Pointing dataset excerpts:
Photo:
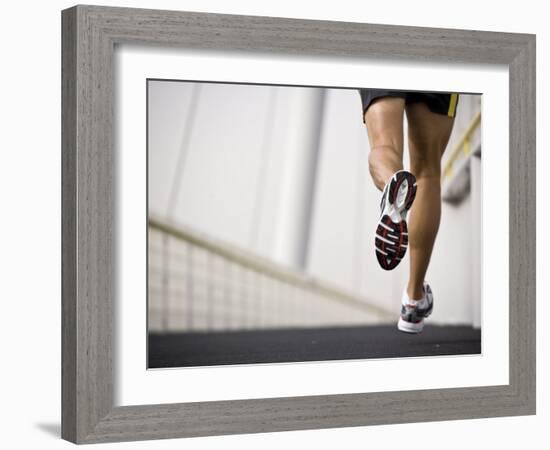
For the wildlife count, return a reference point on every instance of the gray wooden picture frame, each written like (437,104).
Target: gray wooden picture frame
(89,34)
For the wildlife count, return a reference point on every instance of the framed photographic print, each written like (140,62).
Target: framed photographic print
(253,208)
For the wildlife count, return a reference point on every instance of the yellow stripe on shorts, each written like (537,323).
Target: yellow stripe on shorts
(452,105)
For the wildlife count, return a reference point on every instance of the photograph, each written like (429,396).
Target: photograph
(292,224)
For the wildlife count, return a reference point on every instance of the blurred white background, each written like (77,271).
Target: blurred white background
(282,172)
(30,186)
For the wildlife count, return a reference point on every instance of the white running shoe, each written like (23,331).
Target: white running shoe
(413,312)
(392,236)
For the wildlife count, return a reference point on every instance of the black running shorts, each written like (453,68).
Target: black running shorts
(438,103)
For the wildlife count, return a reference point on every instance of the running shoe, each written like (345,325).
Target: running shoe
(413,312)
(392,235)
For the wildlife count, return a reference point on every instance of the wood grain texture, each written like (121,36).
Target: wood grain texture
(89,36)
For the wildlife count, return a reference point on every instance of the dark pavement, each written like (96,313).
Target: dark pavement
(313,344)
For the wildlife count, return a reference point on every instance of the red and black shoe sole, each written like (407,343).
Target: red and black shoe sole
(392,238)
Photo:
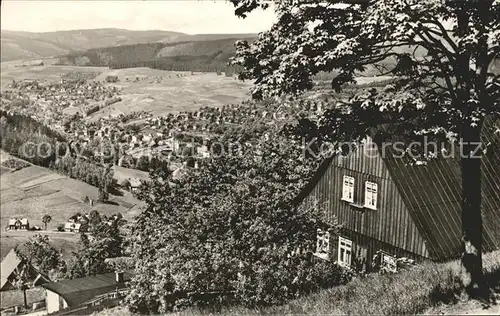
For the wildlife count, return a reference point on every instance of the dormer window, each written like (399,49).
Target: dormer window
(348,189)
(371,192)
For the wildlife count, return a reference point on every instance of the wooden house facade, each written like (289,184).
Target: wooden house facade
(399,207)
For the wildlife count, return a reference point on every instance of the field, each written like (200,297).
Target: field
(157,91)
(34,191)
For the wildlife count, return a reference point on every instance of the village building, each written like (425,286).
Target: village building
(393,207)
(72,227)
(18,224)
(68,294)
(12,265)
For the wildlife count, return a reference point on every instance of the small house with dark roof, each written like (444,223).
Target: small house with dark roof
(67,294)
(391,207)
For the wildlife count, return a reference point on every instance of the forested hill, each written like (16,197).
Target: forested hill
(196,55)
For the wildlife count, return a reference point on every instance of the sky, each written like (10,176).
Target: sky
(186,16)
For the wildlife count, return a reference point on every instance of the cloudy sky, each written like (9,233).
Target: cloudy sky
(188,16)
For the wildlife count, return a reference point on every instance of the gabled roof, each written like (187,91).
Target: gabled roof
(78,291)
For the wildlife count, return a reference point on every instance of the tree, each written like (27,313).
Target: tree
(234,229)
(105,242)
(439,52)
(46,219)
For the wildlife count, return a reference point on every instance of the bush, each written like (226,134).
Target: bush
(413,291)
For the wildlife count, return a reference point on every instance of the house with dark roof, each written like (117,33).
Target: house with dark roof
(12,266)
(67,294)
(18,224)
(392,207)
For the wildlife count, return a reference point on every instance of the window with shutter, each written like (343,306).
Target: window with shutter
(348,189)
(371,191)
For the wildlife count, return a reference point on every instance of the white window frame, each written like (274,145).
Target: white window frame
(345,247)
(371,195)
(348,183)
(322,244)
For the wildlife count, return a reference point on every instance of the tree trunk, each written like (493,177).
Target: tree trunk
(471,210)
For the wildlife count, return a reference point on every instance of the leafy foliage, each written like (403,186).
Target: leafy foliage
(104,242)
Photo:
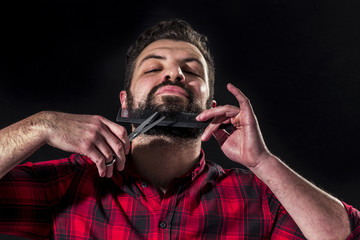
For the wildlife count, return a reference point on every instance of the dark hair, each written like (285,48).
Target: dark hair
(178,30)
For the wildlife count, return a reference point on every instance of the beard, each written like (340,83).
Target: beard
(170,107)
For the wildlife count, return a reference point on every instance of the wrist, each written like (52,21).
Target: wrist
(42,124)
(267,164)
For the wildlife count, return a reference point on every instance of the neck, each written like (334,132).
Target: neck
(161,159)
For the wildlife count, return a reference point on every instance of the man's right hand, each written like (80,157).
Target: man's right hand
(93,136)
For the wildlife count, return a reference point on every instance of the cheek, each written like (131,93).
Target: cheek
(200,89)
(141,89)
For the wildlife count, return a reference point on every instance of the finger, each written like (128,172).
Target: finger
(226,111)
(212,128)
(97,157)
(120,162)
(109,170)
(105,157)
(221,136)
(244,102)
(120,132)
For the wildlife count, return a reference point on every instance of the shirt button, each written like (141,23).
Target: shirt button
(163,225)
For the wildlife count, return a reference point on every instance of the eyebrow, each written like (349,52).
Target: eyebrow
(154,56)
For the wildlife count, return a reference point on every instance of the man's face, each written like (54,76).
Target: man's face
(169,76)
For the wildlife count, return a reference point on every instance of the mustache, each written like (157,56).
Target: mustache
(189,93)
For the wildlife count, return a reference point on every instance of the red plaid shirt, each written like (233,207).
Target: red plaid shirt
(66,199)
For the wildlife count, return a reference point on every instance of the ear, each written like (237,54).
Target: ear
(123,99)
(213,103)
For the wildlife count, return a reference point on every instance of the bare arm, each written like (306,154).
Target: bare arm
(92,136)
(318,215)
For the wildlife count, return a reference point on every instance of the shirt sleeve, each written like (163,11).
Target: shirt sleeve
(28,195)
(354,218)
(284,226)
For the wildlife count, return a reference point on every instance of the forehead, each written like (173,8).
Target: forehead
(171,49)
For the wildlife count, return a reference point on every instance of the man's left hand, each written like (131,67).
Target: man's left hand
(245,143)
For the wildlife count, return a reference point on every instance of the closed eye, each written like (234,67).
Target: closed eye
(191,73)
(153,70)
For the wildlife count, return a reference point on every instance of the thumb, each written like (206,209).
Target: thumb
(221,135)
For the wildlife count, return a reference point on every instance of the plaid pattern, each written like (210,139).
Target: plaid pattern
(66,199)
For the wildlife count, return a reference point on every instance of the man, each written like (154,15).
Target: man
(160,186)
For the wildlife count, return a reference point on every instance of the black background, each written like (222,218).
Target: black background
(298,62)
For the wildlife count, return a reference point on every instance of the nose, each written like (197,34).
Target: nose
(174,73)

### WHAT THE EXERCISE ASKS
Copy out every line of the listing above word for word, but leave the pictures out.

### WRITTEN REPLY
Photo:
For the wildlife count, return a reference point on every instance of the gray wooden picture frame, each written like (437,104).
Target: gray wooden picture frame
(89,34)
For the wildlife count, return a reference point on every instance of the framed photographic print, each written like (140,62).
Target: framed photographic print
(253,208)
For the wildlife count, return a reference point on every instance of the yellow stripe on shorts, each written like (537,323).
Target: yellow stripe on shorts
(452,105)
For the wildlife count, return a reference point on every instance of the photograph, each written like (429,396).
Target: photograph
(292,224)
For the wildlife count, return a reference point on every instance of the blurred white background, each written like (77,271).
Target: blurred white background
(282,172)
(30,186)
For the wildlife count, return a reference point on every instance of the white running shoe, each written like (23,331).
Target: white running shoe
(413,312)
(392,236)
For the wildlife count, return a reference point on every instance of the black running shorts, each written like (453,68).
Target: black running shorts
(438,103)
For the wildlife count, return a reference point on every instance of the running shoe, each written like (345,325).
Target: running shoe
(413,312)
(392,235)
For the wildlife count, return a reference point on every instance of the wood grain texture, each written like (121,36).
Target: wood grain texture
(89,36)
For the wildlife count, return a reference point on every instance of the dark pavement, each written like (96,313).
Target: dark pavement
(313,344)
For the wildlife count, return a reference point on every instance of the red and black shoe sole, each written like (407,343).
Target: red and black shoe sole
(392,238)
Photo:
For the wildlife count, return a reference point on every instance of the dormer window, each written like (399,49).
Target: dormer window
(348,189)
(371,192)
For the wildlife count, return a reference point on every instance of the wooden house facade, each written like (289,184).
Target: wooden house facade
(399,207)
For the wildlife count, return a reference point on every instance of the field, each written like (200,297).
Target: field
(157,91)
(34,191)
For the wildlife count, return a reference point on every instance of the village building, each written like (425,286).
Target: village building
(393,207)
(72,227)
(18,224)
(68,294)
(12,265)
For the wildlife count, return a reference point on every instance of the small house with dark roof, each written like (444,223).
Target: small house with dark roof
(67,294)
(391,207)
For the wildlife count, return a reference point on every instance of the forested hill, each written like (16,197).
Target: forested hill
(196,55)
For the wildlife count, return a reference point on every instance of the sky, each written like (10,176).
Target: sky
(186,16)
For the wildlife count, return a reference point on every instance of the cloudy sky, each written like (9,233).
Target: cloudy sky
(188,16)
For the wildlife count, return a reference point on every instance of the gabled roof, each written like (187,91).
Target: gabled roof
(78,291)
For the wildlife count, return a reference point on every instance of the tree, each written like (27,313).
Target: tree
(234,229)
(105,242)
(439,52)
(46,219)
For the wildlife count, return a reference point on every instance of the bush, each written like (226,134).
Target: bush
(413,291)
For the wildlife count, return a reference point on every instance of the house with dark roof, each written like (117,33).
Target: house with dark roof
(12,266)
(67,294)
(18,224)
(392,207)
For the wildlife count, return a reference point on every instance of the window with shutter, each written like (343,306).
Target: window with shutter
(348,189)
(371,191)
For the wildlife count, return a reference point on every instance of the white window frame, each written like (274,145).
Target: white window frame
(345,247)
(371,195)
(348,183)
(322,244)
For the wildlife count, return a reference point on every instance of the tree trunk, each written like (493,177).
Target: tree trunk
(471,210)
For the wildlife count, return a reference point on every instance of the leafy foliage, each written like (403,186).
Target: leafy foliage
(104,242)
Photo:
For the wildlife count, return a reference point on every instance of the dark hair, each written like (285,48).
Target: dark hair
(178,30)
For the wildlife count, return a reference point on every instance of the beard, each written like (340,83).
Target: beard
(170,107)
For the wildlife count, return a reference point on every instance of the wrist, each written like (52,21).
Target: wrist
(42,124)
(267,164)
For the wildlife count, return a reference point on every instance of the neck, each written like (334,132).
Target: neck
(161,159)
For the wildlife count, return a reference point on every instance of the man's right hand, each written like (80,157).
Target: man's right hand
(93,136)
For the wildlife count, return a reference point on every instance of the cheek, each written like (131,93).
Target: cheek
(200,89)
(141,89)
For the wildlife count, return a reference point on every instance of the finger, each written like (128,172).
Target: finger
(226,111)
(212,128)
(97,157)
(120,162)
(109,170)
(105,157)
(221,136)
(244,102)
(120,132)
For the wildlife count, return a reference point on every instance of the shirt button, each written like (141,23).
Target: shirt button
(163,225)
For the wildlife count, return a reference point on every instance of the eyebrow, each written like (349,52).
Target: eyebrow
(154,56)
For the wildlife count, return a reference point on every instance of the man's face, each written like (54,76).
Target: man's face
(169,76)
For the wildlife count, return a reference point on every instance of the mustache, each written like (157,56).
Target: mustache
(189,93)
For the wildlife count, return a reference point on every instance of the red plaid shirt, each written like (233,207).
Target: red plaid shirt
(66,199)
For the wildlife count, return a reference point on every instance of the ear, each written like (237,54).
Target: ear
(123,99)
(213,103)
For the wildlife count, return a reference point on every instance of the bare arm, each written like (306,154).
Target: bare arm
(92,136)
(318,215)
For the wildlife count, return a reference point on every instance of the shirt sleeve, each written like (163,11).
Target: shirt sleeve
(28,195)
(354,218)
(284,226)
For the wildlife count, return a reference point on every instance of the forehead, each written like (173,8).
Target: forehead
(171,49)
For the wildlife count, return a reference point on every instance of the man's left hand, each written like (131,67).
Target: man's left hand
(245,143)
For the wildlife count, return a reference point on every instance of the closed eye, each written like (234,67).
Target: closed eye
(191,73)
(153,70)
For the wildlife count, return a reference point on every instance of the thumb, each written like (206,209).
Target: thumb
(221,135)
For the wildlife count, return a reference point on every instance of the plaid pattern, each written like (210,139).
Target: plaid pattern
(66,199)
For the wildlife count, return a reference point on every instance of the man, each written like (154,15).
Target: man
(160,186)
For the wildlife count, return a reference point on every instance of the black background, each written like (222,218).
Target: black background
(298,62)
For the wildlife count, return a reference point on every instance of the nose, each written like (197,34).
Target: nose
(174,73)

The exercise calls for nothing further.